═══ Material shown ═══

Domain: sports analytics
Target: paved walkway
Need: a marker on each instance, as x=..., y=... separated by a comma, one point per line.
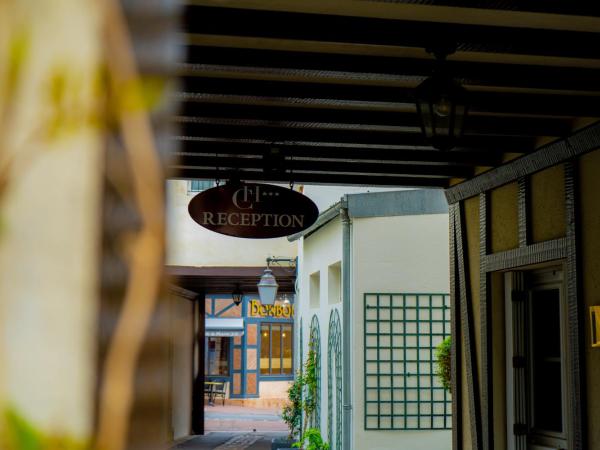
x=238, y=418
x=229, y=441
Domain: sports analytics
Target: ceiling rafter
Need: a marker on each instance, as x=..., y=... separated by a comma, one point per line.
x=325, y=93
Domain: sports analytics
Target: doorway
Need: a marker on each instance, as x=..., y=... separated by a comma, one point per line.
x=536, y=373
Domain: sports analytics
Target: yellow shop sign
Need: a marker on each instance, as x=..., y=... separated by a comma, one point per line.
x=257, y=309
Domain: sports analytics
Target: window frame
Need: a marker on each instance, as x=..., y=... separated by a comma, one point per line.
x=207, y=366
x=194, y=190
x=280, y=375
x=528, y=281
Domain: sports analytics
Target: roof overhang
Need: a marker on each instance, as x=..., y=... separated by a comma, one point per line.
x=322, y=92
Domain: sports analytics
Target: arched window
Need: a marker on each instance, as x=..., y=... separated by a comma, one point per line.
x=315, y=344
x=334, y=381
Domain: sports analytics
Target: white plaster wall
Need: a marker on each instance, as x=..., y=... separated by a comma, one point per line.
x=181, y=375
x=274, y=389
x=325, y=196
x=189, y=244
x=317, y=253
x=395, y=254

═══
═══ Material shown ═══

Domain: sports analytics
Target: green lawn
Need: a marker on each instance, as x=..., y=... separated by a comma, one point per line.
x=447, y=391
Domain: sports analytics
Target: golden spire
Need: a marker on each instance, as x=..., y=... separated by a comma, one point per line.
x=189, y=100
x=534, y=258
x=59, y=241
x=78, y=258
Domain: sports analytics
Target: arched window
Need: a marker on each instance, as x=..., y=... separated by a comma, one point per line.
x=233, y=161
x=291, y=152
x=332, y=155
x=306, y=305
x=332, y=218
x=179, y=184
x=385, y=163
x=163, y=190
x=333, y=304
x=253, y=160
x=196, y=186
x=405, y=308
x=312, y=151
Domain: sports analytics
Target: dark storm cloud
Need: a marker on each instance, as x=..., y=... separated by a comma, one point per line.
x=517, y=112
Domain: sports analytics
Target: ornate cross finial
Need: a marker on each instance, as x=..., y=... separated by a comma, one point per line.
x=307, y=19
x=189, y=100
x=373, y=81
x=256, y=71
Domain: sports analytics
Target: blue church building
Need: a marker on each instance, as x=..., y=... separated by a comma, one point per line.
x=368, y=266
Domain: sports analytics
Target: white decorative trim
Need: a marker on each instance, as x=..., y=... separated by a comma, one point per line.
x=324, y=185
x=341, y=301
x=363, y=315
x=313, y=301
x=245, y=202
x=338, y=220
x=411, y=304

═══
═══ Material shown ═══

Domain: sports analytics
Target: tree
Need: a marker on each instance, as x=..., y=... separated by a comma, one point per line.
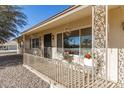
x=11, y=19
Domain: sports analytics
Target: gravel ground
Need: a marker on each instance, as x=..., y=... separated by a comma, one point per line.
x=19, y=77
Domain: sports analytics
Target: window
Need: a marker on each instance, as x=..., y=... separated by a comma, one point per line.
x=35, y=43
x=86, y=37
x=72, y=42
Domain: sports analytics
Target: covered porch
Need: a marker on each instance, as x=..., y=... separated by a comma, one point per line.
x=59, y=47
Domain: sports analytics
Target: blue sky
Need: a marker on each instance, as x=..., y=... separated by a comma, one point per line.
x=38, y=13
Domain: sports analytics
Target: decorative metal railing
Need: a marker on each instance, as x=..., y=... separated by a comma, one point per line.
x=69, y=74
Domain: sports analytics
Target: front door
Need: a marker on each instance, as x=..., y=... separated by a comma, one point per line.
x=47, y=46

═══

### [About this exercise]
Filter the entries above down to the lines containing the word "decorative".

### [Solved problem]
Target: white decorative trim
Target: decorative metal railing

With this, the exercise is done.